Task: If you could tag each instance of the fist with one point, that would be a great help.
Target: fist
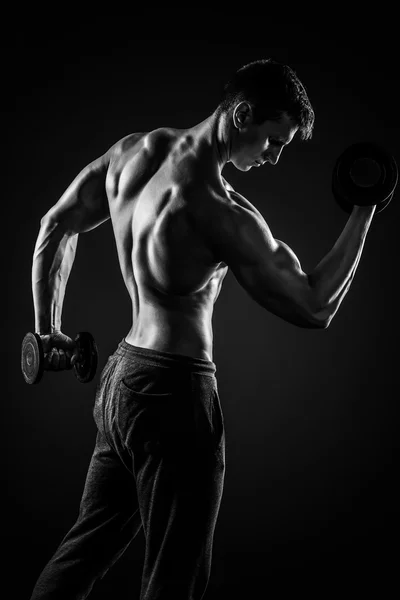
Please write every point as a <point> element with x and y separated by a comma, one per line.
<point>60,351</point>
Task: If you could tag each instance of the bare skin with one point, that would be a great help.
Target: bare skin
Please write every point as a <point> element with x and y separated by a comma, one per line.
<point>178,227</point>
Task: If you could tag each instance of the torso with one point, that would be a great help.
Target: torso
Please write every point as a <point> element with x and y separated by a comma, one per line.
<point>154,186</point>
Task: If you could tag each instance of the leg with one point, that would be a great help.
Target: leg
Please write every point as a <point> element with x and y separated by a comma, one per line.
<point>108,520</point>
<point>176,442</point>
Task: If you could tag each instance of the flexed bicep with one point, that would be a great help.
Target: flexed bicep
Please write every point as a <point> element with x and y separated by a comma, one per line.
<point>265,267</point>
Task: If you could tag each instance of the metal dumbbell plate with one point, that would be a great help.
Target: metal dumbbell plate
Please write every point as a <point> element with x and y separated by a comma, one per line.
<point>32,358</point>
<point>364,175</point>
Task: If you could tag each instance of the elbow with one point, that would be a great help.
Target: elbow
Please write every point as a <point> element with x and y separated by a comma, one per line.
<point>320,320</point>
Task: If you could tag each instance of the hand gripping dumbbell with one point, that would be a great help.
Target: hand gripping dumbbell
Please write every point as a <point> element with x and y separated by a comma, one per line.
<point>33,361</point>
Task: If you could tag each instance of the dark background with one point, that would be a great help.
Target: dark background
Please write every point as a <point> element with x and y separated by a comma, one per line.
<point>311,500</point>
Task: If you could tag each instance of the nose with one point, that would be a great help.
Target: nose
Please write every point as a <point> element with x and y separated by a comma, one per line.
<point>274,154</point>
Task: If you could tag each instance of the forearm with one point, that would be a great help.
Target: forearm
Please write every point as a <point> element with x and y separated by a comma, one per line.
<point>332,277</point>
<point>53,258</point>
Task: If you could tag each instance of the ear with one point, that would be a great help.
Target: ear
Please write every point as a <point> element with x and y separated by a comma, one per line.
<point>242,115</point>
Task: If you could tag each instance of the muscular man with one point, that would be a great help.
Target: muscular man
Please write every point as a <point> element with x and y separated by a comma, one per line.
<point>158,462</point>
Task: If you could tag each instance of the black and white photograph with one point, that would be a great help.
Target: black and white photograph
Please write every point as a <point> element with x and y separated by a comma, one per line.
<point>201,265</point>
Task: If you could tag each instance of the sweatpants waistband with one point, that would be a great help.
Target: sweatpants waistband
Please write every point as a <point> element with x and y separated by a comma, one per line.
<point>165,359</point>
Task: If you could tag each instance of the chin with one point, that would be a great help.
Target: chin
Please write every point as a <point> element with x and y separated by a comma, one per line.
<point>241,166</point>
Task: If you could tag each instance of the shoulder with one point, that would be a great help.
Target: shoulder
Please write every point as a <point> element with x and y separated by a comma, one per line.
<point>146,142</point>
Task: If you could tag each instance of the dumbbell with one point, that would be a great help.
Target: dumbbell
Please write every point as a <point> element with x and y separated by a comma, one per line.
<point>364,175</point>
<point>33,363</point>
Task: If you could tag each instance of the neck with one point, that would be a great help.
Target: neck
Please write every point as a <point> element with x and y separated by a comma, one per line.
<point>214,135</point>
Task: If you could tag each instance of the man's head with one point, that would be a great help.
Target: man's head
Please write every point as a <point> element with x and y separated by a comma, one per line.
<point>265,105</point>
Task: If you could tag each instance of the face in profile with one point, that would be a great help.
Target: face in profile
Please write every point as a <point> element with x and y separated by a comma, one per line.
<point>253,145</point>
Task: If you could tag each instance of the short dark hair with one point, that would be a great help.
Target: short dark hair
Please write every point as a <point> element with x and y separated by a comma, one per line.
<point>271,88</point>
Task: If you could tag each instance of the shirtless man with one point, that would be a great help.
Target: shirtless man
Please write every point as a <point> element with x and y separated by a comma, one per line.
<point>158,462</point>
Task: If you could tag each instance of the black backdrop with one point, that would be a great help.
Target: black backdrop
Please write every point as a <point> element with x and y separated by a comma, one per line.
<point>310,500</point>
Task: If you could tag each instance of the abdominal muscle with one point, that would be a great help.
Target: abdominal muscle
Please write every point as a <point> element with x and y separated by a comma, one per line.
<point>167,332</point>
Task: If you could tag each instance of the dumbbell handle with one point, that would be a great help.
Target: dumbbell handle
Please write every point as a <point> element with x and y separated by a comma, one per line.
<point>33,362</point>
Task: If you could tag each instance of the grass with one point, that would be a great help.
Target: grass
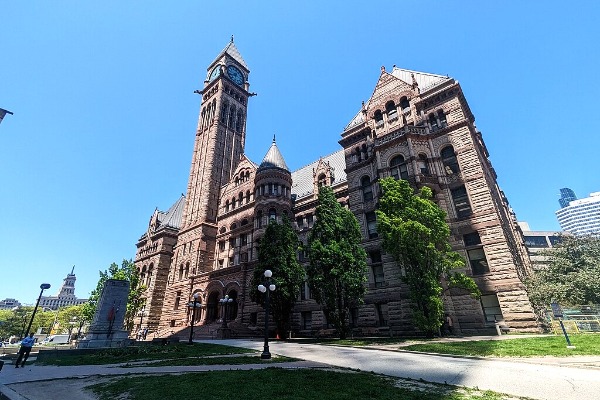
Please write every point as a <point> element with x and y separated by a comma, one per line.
<point>586,344</point>
<point>139,353</point>
<point>235,360</point>
<point>274,383</point>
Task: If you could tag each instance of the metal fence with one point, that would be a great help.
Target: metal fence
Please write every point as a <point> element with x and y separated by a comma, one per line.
<point>577,320</point>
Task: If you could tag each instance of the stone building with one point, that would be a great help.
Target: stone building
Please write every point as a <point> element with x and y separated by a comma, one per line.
<point>416,126</point>
<point>65,296</point>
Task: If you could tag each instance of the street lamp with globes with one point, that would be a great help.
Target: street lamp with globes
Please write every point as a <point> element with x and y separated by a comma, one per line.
<point>266,289</point>
<point>43,287</point>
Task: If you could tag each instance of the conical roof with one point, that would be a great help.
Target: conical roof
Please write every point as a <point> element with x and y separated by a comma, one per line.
<point>273,159</point>
<point>233,52</point>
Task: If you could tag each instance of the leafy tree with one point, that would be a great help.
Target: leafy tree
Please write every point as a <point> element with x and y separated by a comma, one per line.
<point>338,269</point>
<point>135,301</point>
<point>571,274</point>
<point>416,234</point>
<point>277,251</point>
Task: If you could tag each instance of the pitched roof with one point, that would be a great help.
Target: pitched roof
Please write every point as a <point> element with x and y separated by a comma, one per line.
<point>425,80</point>
<point>233,52</point>
<point>303,179</point>
<point>172,218</point>
<point>273,159</point>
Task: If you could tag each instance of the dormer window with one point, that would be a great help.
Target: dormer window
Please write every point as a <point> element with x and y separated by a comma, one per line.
<point>322,181</point>
<point>378,116</point>
<point>449,160</point>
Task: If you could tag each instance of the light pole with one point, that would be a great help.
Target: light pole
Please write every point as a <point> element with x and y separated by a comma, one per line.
<point>193,304</point>
<point>225,301</point>
<point>43,287</point>
<point>266,289</point>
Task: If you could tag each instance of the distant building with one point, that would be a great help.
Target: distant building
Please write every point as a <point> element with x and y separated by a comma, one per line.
<point>566,196</point>
<point>537,242</point>
<point>9,304</point>
<point>582,216</point>
<point>65,297</point>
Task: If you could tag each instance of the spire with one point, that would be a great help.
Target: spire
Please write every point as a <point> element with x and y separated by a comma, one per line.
<point>273,159</point>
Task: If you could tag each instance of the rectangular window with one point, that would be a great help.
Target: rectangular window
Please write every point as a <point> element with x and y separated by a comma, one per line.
<point>491,308</point>
<point>461,202</point>
<point>177,300</point>
<point>478,262</point>
<point>535,241</point>
<point>371,224</point>
<point>377,269</point>
<point>306,319</point>
<point>382,314</point>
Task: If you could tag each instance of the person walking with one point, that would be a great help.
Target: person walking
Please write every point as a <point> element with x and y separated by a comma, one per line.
<point>26,345</point>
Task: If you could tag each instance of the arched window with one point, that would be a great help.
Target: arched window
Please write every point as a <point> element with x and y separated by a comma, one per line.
<point>390,108</point>
<point>398,168</point>
<point>224,111</point>
<point>231,117</point>
<point>367,188</point>
<point>378,116</point>
<point>422,164</point>
<point>442,118</point>
<point>449,160</point>
<point>322,180</point>
<point>433,122</point>
<point>404,104</point>
<point>259,219</point>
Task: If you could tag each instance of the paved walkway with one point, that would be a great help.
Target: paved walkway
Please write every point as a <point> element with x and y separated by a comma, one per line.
<point>546,378</point>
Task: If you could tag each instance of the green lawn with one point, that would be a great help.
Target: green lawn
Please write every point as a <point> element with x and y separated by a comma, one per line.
<point>586,344</point>
<point>277,383</point>
<point>139,353</point>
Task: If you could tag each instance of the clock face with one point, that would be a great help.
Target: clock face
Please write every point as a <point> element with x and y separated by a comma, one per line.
<point>235,75</point>
<point>214,73</point>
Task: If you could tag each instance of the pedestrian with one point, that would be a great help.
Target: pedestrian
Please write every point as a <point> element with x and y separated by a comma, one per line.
<point>449,325</point>
<point>26,345</point>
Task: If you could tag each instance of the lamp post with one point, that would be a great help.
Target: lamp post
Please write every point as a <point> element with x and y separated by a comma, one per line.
<point>225,301</point>
<point>266,289</point>
<point>193,304</point>
<point>43,287</point>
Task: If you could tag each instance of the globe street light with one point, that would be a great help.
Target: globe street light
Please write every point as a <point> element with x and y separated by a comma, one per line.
<point>43,287</point>
<point>266,289</point>
<point>225,301</point>
<point>193,304</point>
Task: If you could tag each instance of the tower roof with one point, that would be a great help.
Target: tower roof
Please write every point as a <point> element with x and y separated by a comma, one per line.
<point>273,159</point>
<point>424,80</point>
<point>232,52</point>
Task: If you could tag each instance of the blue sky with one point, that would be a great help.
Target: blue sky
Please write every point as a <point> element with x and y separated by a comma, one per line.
<point>105,115</point>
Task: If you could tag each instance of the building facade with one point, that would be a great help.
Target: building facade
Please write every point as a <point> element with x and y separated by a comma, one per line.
<point>579,216</point>
<point>416,126</point>
<point>65,296</point>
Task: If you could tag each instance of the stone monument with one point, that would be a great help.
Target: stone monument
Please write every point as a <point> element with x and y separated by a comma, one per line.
<point>106,329</point>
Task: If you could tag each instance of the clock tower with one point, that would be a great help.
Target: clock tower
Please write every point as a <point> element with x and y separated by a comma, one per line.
<point>219,145</point>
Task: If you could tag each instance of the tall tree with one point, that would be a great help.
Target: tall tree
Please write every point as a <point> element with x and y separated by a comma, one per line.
<point>338,264</point>
<point>416,234</point>
<point>278,251</point>
<point>571,274</point>
<point>135,301</point>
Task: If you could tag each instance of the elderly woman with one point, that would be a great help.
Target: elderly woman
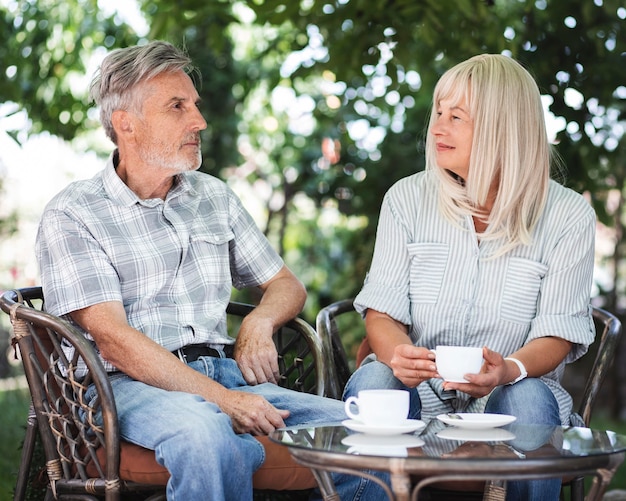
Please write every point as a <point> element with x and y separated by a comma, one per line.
<point>482,249</point>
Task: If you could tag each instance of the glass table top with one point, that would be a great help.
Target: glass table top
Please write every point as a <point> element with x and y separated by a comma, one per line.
<point>438,440</point>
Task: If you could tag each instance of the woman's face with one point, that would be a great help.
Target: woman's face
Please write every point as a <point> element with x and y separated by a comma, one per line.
<point>453,130</point>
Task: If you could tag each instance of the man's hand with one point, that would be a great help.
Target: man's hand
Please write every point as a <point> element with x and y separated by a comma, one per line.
<point>413,364</point>
<point>255,351</point>
<point>251,413</point>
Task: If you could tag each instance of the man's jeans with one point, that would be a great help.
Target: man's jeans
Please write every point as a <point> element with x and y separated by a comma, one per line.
<point>195,441</point>
<point>530,400</point>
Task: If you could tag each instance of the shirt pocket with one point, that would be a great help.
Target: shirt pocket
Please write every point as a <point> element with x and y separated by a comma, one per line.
<point>209,250</point>
<point>427,270</point>
<point>521,290</point>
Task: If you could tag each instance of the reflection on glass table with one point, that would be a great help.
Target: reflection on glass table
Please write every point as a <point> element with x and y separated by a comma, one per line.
<point>445,453</point>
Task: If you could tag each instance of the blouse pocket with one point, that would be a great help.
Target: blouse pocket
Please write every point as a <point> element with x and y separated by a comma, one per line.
<point>428,267</point>
<point>521,290</point>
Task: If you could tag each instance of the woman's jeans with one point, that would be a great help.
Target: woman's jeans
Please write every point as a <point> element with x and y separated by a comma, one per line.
<point>195,441</point>
<point>530,400</point>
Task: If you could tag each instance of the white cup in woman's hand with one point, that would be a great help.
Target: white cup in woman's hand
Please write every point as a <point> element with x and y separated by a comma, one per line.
<point>379,407</point>
<point>453,362</point>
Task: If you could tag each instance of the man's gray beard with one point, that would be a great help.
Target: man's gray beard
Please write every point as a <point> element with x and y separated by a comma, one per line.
<point>163,161</point>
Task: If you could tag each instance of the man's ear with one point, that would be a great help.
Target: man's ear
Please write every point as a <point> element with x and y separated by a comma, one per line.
<point>122,122</point>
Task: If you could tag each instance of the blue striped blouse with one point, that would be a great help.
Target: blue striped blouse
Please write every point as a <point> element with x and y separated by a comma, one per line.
<point>437,278</point>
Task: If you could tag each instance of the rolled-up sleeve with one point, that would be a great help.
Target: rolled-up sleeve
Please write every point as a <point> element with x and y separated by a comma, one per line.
<point>386,287</point>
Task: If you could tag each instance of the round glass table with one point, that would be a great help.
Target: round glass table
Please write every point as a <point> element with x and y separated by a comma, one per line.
<point>440,453</point>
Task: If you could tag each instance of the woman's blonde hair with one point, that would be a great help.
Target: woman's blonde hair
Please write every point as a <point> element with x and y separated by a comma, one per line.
<point>510,148</point>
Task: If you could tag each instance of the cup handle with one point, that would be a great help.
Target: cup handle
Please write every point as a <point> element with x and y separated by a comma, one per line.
<point>349,401</point>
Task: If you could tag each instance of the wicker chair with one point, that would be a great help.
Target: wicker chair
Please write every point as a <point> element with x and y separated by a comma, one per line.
<point>85,459</point>
<point>603,350</point>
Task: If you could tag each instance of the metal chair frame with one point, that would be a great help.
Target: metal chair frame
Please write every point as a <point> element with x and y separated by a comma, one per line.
<point>69,428</point>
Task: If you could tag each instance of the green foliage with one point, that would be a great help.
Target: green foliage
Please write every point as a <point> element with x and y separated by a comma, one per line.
<point>14,405</point>
<point>45,50</point>
<point>343,64</point>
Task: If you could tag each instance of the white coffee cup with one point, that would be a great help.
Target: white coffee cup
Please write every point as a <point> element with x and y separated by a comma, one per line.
<point>379,407</point>
<point>453,362</point>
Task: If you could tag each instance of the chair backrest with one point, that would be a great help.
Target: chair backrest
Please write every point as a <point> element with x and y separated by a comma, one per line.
<point>608,334</point>
<point>74,432</point>
<point>328,329</point>
<point>71,429</point>
<point>603,350</point>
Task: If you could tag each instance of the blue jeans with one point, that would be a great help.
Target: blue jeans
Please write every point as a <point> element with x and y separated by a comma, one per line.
<point>530,400</point>
<point>195,441</point>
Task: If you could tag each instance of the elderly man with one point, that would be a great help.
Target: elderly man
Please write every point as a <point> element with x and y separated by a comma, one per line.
<point>143,257</point>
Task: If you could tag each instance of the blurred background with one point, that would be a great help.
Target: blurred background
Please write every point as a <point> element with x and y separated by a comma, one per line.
<point>315,107</point>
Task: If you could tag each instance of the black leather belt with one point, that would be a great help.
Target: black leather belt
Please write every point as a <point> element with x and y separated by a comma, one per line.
<point>193,352</point>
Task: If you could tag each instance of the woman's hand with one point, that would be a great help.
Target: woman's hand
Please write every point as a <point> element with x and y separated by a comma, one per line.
<point>492,374</point>
<point>413,364</point>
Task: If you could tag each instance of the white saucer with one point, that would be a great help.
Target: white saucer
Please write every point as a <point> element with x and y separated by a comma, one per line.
<point>476,421</point>
<point>482,435</point>
<point>408,426</point>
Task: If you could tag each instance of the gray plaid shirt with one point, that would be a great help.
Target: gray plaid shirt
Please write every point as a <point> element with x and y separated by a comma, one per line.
<point>172,263</point>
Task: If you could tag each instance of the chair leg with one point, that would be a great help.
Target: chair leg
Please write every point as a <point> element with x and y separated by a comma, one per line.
<point>27,456</point>
<point>577,489</point>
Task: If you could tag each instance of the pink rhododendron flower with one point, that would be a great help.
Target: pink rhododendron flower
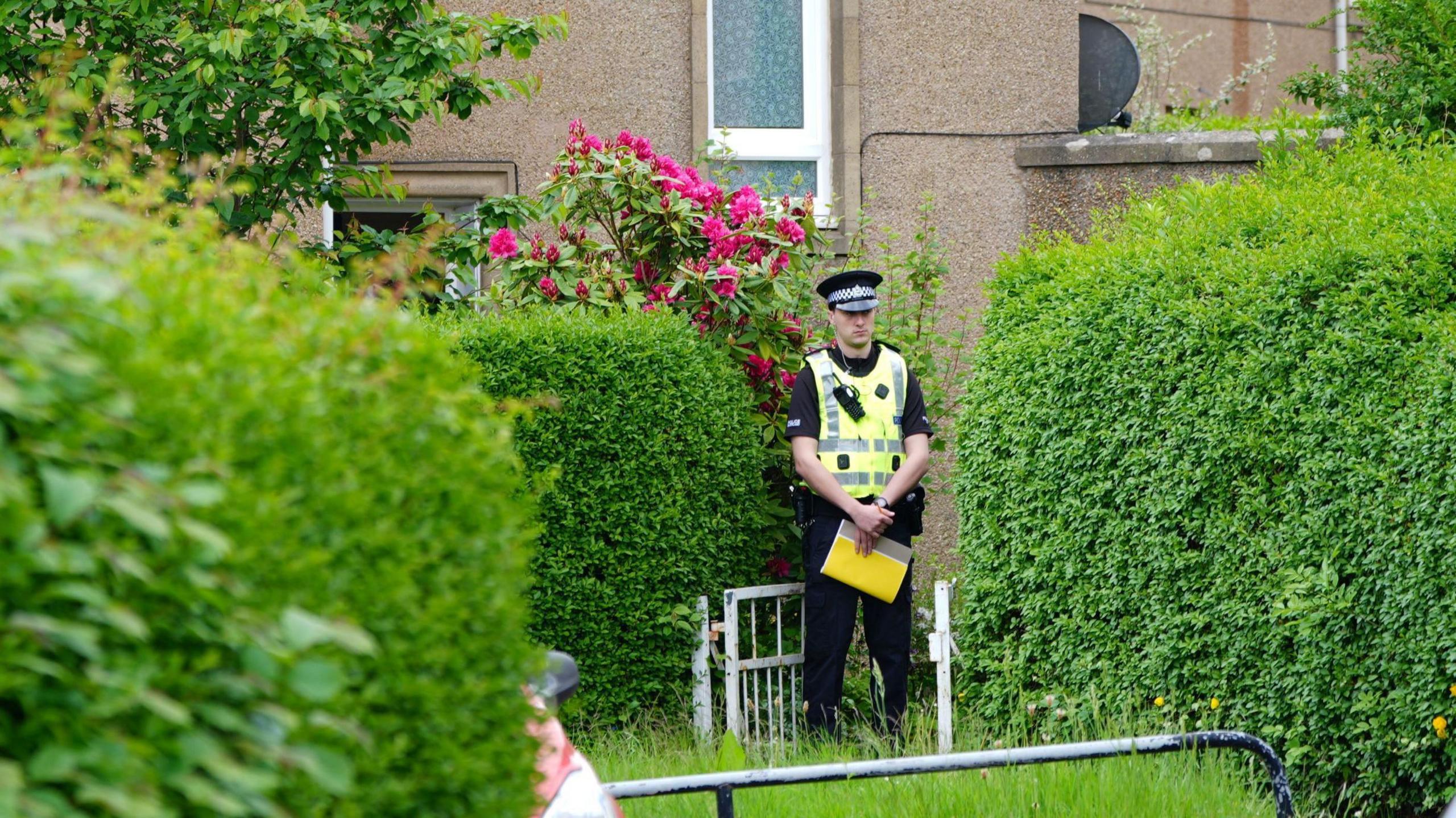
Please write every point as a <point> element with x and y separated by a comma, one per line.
<point>744,206</point>
<point>794,329</point>
<point>663,293</point>
<point>727,289</point>
<point>759,369</point>
<point>778,567</point>
<point>714,229</point>
<point>789,230</point>
<point>503,245</point>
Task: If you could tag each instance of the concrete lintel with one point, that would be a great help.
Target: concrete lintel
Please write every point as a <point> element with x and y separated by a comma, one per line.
<point>472,180</point>
<point>1153,149</point>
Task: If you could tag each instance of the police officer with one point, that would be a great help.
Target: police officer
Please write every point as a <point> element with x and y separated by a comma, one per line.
<point>861,443</point>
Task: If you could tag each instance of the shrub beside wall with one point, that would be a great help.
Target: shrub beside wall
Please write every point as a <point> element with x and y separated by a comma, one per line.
<point>1212,453</point>
<point>340,449</point>
<point>654,471</point>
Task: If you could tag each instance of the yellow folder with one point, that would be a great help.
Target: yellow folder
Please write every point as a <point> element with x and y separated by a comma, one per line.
<point>878,574</point>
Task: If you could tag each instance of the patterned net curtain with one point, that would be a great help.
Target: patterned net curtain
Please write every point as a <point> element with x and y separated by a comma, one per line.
<point>760,59</point>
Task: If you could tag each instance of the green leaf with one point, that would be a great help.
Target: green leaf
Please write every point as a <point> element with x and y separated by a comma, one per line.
<point>165,707</point>
<point>303,629</point>
<point>12,782</point>
<point>53,763</point>
<point>329,769</point>
<point>730,754</point>
<point>68,494</point>
<point>214,543</point>
<point>316,680</point>
<point>146,520</point>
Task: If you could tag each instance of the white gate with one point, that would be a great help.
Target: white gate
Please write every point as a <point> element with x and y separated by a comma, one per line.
<point>762,690</point>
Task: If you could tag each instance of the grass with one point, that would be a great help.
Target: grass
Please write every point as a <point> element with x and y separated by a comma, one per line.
<point>1219,783</point>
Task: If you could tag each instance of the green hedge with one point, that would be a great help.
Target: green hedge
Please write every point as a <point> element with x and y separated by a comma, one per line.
<point>653,497</point>
<point>1212,453</point>
<point>360,479</point>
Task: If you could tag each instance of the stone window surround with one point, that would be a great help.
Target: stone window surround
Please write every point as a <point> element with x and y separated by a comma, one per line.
<point>843,73</point>
<point>452,181</point>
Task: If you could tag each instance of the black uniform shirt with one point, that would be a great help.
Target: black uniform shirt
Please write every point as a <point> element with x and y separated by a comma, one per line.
<point>804,405</point>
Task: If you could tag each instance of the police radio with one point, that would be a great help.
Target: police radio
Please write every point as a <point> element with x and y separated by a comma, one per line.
<point>848,396</point>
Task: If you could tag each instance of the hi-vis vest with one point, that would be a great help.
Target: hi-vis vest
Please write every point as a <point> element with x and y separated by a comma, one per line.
<point>862,455</point>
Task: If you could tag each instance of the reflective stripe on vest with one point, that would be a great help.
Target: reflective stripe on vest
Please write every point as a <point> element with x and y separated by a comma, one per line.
<point>870,447</point>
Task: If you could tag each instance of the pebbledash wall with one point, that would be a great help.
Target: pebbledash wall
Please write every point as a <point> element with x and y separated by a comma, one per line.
<point>974,101</point>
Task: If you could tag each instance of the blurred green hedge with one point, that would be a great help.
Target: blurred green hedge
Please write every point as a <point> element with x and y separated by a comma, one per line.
<point>336,445</point>
<point>1212,453</point>
<point>651,479</point>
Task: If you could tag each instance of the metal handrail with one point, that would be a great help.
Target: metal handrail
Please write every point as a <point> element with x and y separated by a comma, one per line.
<point>724,783</point>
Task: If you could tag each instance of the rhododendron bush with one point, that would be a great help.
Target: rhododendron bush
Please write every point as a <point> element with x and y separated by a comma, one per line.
<point>637,230</point>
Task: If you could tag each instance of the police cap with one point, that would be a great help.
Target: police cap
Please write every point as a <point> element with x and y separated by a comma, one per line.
<point>851,290</point>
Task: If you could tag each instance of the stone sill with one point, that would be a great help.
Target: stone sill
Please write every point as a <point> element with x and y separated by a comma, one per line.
<point>1155,149</point>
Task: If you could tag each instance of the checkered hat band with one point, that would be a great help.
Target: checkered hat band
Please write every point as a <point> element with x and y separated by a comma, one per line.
<point>857,293</point>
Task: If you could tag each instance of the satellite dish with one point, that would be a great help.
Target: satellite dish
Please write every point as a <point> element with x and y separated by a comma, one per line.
<point>1107,73</point>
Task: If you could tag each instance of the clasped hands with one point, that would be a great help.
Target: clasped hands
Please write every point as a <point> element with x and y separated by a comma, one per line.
<point>870,523</point>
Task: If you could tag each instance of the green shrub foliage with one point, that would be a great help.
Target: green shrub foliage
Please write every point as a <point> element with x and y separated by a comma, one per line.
<point>1210,455</point>
<point>1403,74</point>
<point>133,682</point>
<point>653,498</point>
<point>342,452</point>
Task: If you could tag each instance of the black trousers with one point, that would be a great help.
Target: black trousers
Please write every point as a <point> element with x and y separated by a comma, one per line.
<point>829,625</point>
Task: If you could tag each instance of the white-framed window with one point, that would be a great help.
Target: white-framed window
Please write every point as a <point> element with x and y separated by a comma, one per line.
<point>399,216</point>
<point>769,92</point>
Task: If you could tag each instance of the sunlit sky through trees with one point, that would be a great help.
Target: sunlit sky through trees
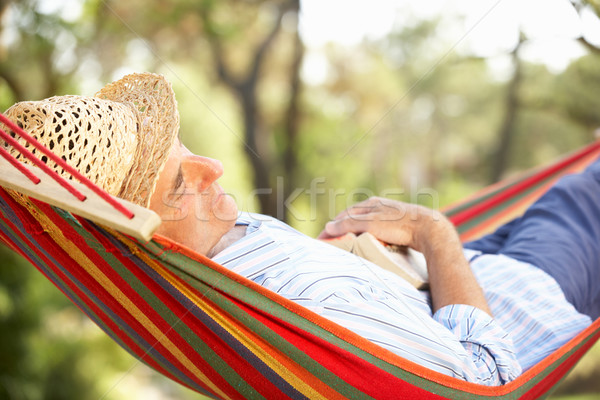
· · · · · · ·
Everything from the first line of the listing above through the line that contains "Target: bare skin" is to be restated word for word, minus the pictures.

Task: If you could tag each instance of the fist with one point, that would be a great help.
Target: fist
Please write every point as a <point> element with x and y separated by a comma, one per line.
<point>60,351</point>
Task: If you could tag each instance of the bare skin with one point, that would be a great help.
Target: bare skin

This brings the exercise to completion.